_Task to complete_
Filter the listing so that only lines with the word "office" remain.

_Input_

= = =

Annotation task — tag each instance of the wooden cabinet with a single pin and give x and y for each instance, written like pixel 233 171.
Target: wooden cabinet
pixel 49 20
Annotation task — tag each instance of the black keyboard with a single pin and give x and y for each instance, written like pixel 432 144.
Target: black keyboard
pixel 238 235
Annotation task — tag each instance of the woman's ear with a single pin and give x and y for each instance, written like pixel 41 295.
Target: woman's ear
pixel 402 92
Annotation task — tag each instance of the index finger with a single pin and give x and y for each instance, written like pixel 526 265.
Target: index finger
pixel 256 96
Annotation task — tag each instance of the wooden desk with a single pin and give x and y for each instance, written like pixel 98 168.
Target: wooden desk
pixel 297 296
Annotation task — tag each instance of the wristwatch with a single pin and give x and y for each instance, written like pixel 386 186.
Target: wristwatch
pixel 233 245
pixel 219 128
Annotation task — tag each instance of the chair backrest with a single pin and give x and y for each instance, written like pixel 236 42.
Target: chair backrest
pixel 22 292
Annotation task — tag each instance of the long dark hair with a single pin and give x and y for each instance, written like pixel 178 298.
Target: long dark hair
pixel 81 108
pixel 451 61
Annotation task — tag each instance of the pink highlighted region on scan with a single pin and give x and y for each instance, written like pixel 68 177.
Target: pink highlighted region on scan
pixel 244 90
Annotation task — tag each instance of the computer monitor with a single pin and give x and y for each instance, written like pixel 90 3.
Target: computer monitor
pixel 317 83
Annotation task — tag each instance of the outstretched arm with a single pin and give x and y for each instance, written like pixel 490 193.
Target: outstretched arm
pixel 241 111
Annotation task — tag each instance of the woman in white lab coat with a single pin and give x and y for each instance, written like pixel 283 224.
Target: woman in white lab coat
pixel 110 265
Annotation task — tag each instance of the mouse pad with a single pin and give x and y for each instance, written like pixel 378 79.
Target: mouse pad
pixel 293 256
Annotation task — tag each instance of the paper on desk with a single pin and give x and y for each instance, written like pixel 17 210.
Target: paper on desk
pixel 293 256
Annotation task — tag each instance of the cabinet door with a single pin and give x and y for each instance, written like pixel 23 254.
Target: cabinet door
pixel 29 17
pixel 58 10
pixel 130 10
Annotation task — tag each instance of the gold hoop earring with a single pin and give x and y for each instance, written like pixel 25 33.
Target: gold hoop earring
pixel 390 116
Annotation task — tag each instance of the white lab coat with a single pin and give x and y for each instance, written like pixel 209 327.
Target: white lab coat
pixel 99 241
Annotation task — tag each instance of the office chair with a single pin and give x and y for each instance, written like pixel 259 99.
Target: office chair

= = =

_Expected output_
Annotation task — tag each instance of the office chair with a single pin and give x and y for each instance, written like pixel 259 99.
Target: office chair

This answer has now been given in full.